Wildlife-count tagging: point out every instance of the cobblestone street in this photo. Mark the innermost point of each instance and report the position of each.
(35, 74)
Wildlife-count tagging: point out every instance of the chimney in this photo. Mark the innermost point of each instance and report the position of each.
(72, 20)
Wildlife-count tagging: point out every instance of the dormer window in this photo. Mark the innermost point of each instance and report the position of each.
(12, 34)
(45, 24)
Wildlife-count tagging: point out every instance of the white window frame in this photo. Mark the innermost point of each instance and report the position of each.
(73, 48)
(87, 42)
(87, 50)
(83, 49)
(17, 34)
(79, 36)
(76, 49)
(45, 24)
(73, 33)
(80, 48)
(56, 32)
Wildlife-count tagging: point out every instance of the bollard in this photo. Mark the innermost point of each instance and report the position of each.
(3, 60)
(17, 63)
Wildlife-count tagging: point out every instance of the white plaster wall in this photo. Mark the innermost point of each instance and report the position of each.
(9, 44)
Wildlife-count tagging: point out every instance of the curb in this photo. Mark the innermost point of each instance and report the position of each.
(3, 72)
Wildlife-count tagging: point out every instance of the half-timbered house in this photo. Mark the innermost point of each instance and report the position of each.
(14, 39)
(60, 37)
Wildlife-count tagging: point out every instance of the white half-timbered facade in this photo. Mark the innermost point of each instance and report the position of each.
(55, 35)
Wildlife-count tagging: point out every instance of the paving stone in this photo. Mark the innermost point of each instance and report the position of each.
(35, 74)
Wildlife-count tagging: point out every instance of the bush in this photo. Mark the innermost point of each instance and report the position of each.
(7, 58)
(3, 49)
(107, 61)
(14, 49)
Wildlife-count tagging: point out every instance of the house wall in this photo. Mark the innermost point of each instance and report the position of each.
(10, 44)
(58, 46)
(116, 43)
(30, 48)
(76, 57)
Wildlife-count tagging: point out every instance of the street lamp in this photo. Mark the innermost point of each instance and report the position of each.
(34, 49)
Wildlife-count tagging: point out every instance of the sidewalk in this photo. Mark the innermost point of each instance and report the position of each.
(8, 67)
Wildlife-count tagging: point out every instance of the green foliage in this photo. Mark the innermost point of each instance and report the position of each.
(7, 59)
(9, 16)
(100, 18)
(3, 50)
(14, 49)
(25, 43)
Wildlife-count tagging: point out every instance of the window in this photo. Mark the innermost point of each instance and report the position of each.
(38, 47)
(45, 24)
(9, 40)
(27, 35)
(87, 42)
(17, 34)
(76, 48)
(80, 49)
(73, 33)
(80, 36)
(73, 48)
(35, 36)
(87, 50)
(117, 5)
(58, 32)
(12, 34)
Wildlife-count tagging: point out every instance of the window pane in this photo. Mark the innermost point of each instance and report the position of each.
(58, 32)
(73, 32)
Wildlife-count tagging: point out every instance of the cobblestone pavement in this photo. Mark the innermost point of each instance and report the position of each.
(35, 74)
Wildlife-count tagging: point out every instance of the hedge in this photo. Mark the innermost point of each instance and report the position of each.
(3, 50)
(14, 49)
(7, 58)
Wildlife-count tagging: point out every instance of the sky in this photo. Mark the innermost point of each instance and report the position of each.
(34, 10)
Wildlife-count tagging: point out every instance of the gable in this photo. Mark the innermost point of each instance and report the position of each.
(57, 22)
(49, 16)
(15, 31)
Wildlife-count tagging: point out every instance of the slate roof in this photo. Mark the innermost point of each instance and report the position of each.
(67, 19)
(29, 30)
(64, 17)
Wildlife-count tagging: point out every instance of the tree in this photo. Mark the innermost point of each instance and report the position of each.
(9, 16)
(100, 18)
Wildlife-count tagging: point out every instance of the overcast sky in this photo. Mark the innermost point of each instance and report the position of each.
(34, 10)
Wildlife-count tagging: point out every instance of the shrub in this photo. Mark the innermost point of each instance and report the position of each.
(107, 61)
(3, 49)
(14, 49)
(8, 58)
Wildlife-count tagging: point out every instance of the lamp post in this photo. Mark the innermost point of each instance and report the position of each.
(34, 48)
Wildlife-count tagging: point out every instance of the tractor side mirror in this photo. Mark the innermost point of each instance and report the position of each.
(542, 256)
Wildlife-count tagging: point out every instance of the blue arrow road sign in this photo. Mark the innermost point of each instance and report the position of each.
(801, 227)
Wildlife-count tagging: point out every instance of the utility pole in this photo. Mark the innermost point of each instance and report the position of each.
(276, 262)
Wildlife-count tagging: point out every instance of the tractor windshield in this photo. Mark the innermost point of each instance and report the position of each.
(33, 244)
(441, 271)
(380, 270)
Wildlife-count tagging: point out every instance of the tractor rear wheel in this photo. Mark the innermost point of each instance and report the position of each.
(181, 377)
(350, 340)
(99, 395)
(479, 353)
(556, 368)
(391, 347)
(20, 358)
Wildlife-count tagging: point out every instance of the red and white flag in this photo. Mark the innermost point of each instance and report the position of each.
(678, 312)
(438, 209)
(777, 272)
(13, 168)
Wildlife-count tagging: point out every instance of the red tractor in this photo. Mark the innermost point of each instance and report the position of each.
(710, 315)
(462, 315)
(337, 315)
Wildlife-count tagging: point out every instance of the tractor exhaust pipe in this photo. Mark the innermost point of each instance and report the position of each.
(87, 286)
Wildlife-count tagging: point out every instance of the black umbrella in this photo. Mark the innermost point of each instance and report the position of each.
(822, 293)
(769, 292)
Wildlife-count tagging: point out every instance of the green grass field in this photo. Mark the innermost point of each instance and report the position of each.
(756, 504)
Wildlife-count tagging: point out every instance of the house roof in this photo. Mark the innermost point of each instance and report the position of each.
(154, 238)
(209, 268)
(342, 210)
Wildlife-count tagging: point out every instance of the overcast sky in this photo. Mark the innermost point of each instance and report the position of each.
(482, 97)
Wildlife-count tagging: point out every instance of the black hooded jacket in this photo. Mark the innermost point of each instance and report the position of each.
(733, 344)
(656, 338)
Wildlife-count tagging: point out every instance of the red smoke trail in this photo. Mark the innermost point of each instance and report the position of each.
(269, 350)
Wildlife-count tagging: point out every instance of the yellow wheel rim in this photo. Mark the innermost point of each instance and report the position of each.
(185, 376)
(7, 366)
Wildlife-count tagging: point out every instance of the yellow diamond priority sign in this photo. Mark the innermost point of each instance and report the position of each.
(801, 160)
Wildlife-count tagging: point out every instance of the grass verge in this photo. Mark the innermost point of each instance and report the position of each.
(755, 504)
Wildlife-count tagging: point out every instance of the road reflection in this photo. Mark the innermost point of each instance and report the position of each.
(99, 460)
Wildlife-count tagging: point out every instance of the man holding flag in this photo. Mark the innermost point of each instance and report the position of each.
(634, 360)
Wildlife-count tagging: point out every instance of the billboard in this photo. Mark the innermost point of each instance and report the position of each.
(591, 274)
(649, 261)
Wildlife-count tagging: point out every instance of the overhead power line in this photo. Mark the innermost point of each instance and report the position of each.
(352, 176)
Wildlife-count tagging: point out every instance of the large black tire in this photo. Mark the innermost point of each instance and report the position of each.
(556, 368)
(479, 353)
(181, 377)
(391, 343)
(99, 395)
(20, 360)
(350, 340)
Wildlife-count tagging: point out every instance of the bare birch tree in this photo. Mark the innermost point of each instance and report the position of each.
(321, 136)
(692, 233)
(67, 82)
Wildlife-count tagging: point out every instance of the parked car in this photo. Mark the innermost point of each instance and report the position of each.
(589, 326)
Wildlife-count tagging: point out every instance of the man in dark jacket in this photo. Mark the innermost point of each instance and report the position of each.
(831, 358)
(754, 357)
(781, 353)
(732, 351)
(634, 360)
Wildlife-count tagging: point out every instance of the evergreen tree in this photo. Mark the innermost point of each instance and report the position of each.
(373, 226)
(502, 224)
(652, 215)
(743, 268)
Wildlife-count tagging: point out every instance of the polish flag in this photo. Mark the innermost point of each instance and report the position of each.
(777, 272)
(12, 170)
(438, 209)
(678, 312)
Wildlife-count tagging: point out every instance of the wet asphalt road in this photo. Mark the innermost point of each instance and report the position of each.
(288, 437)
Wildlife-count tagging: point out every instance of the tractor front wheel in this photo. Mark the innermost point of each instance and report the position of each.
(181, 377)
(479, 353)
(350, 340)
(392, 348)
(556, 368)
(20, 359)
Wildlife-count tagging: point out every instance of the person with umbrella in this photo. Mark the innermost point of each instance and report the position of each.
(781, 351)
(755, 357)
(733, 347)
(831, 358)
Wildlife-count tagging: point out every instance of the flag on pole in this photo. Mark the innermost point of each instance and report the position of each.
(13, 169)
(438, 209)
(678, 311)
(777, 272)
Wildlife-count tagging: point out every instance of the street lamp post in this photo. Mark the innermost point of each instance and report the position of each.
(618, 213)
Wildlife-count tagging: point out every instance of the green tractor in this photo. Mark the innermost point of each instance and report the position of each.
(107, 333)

__________

• Given exercise:
Rewrite the part of the listing that opens with the line containing "the green tractor" and closes at the end of the listing as a two-column CSV with the headers request and answer. Give one row per request, putting its text and its answer each in a single quoted field with any line breaks turned into spaces.

• Response to this exercise:
request,answer
"Wildlife-count tagging: point out every instance of the green tractor in this photo. Mark the innermost point of each instance and report the position of each.","(107, 333)"